------ Dataset records ------

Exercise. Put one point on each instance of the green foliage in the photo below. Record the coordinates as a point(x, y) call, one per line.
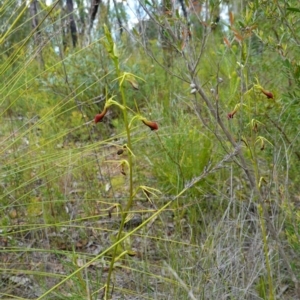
point(206, 204)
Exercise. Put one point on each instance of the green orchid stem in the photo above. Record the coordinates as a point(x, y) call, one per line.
point(130, 199)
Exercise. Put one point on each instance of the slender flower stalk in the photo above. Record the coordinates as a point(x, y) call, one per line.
point(99, 117)
point(152, 125)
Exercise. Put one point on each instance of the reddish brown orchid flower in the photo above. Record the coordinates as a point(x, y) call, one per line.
point(99, 117)
point(152, 125)
point(268, 94)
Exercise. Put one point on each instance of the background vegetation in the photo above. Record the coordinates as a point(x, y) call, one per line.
point(205, 207)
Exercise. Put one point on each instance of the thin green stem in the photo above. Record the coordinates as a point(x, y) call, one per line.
point(130, 199)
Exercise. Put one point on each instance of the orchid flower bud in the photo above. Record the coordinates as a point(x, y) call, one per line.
point(99, 117)
point(152, 125)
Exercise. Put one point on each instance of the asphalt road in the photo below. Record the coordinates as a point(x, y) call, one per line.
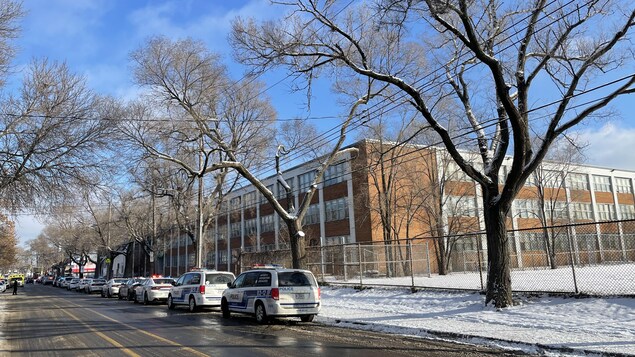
point(48, 321)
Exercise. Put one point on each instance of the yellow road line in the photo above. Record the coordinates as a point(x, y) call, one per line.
point(180, 346)
point(102, 335)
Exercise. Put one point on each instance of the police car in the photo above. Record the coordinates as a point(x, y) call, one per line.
point(272, 291)
point(199, 288)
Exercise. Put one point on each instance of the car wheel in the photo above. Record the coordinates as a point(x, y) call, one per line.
point(192, 305)
point(307, 318)
point(261, 314)
point(224, 308)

------

**Task requirements:** Switch "police car" to "patrol car" in the lines running from the one containing "Exercise. Put one point on each instance of the background" through the last line, and keep everything else unchanged. Give back only those lines, without the pictures.

**Result:**
Exercise. Put one point on each instance of the background vegetation in the photo above. Record the coordinates as a point(x, y) call, one per line.
point(205, 207)
Exercise. Put one point on each instance of the thin green stem in the photo above. Record the coordinates as a point(x, y) call, one per line.
point(130, 199)
Exercise. Put one point on each instance of the orchid flower bud in the photo above. Record the coordinates as a point(x, y) call, one per line.
point(99, 117)
point(152, 125)
Exercise. Put one point on each instance of the asphalt road in the photo below. Record the coordinates as a point(x, y) call, one per line.
point(48, 321)
Exercise. Put one point on each instance of the yellow road line in the photo above. Record the coordinates as a point(x, y) call, one per line.
point(180, 346)
point(102, 335)
Exercise. Put one point on each instance of the patrol car in the photo above. Record the coordinates as a point(x, y) call, one per line.
point(272, 291)
point(199, 288)
Exercise. Put one point on each instance of the car wheel in the photo above. Record the coordinates as a point(x, y) call, one per line.
point(192, 305)
point(307, 318)
point(261, 314)
point(224, 308)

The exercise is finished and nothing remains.